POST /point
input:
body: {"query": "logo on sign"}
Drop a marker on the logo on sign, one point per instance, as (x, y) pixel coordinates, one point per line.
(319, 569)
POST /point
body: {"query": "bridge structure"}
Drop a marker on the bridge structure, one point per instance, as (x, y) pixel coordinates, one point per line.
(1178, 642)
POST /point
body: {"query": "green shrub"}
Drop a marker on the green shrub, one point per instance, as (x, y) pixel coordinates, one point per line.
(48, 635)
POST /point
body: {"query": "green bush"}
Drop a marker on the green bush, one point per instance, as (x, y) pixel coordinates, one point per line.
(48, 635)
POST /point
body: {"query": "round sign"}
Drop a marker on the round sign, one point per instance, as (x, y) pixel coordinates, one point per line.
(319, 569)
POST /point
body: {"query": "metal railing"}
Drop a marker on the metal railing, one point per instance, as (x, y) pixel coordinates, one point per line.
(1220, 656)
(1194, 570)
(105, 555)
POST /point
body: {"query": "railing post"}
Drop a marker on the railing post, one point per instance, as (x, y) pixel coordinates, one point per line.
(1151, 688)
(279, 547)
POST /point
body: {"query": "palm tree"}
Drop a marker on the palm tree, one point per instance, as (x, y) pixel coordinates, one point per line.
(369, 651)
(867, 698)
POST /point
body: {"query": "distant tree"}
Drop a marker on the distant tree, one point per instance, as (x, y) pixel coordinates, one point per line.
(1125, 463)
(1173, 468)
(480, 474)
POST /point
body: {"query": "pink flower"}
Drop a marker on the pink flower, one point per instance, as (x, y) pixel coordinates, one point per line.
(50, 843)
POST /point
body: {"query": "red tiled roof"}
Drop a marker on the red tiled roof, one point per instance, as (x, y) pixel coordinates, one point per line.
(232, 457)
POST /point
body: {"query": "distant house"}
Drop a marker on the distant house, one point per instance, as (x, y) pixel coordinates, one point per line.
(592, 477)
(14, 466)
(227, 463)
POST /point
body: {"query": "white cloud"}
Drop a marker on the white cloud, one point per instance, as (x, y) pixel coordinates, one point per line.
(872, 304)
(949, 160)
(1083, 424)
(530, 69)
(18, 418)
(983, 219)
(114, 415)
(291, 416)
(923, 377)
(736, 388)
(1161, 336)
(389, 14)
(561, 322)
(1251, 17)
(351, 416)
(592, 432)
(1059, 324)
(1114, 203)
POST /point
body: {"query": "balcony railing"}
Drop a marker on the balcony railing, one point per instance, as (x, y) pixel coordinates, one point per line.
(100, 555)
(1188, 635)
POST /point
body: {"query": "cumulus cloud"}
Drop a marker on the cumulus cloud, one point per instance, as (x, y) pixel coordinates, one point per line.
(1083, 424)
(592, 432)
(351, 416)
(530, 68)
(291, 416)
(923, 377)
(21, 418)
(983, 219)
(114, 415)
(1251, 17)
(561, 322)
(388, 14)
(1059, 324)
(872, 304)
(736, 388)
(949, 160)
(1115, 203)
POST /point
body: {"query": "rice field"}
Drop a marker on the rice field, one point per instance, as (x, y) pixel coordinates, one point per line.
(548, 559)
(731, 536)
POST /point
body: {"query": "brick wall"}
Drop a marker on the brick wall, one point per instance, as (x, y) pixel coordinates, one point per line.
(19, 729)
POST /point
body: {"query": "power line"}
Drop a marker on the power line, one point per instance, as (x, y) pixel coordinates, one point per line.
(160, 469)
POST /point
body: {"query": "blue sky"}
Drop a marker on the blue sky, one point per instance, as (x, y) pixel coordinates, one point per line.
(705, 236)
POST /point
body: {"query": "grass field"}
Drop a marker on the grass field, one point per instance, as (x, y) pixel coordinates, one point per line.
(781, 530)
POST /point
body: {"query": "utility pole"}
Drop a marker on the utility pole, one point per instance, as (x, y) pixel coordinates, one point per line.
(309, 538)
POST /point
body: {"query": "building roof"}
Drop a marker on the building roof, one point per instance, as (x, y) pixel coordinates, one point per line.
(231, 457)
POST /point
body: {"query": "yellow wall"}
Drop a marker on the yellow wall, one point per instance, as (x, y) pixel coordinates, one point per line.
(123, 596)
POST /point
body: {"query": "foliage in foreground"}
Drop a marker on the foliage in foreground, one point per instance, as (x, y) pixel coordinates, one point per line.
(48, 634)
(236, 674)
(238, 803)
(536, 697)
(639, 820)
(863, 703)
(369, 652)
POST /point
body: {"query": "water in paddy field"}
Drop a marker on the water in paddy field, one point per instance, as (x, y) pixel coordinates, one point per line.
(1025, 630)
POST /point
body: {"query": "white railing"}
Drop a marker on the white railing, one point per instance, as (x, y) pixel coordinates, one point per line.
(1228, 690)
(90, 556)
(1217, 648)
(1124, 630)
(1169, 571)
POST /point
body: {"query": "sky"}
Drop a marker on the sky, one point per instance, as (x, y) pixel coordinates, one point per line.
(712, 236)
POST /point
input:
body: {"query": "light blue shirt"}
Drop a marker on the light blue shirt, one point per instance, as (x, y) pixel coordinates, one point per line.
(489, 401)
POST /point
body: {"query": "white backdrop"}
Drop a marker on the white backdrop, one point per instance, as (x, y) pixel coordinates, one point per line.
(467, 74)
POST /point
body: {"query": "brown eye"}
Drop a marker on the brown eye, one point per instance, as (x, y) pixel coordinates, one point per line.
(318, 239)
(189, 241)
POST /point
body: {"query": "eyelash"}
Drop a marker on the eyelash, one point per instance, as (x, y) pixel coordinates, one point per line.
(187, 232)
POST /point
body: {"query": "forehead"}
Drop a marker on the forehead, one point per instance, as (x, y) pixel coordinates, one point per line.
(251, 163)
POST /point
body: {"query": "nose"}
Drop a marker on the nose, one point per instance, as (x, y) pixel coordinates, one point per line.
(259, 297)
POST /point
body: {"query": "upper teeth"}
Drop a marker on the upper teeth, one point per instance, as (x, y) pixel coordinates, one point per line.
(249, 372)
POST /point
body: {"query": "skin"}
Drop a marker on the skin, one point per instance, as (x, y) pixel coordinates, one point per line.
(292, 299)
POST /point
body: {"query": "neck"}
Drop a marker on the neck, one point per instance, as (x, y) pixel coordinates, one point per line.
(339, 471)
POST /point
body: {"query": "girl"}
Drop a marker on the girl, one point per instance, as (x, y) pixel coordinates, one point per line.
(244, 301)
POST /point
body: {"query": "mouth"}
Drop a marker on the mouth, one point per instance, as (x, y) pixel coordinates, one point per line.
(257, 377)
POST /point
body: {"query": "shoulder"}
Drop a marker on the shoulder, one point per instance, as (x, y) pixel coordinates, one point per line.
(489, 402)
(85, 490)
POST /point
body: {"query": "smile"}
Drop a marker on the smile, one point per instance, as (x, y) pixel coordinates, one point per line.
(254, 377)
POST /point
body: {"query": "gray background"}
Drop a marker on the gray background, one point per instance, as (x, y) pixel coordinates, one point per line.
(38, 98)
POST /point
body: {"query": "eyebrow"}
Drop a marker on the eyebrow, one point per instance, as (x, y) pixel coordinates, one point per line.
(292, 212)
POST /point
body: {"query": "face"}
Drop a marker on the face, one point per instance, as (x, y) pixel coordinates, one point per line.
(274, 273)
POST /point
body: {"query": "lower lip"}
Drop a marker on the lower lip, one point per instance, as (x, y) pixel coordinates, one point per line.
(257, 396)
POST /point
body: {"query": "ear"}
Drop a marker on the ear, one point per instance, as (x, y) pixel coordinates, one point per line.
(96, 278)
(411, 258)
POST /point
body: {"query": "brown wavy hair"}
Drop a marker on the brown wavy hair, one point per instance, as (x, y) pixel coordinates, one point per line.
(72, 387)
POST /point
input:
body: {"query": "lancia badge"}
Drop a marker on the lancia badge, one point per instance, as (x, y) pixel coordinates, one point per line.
-- -- --
▶ **Set problem**
Identify and copy every line of the records above that contains the string "pole". Case counts.

▶ **Solution to this task**
body: {"query": "utility pole"}
Drop a marker on the utility pole, one point per instance, as (x, y) pixel coordinates, one point per line.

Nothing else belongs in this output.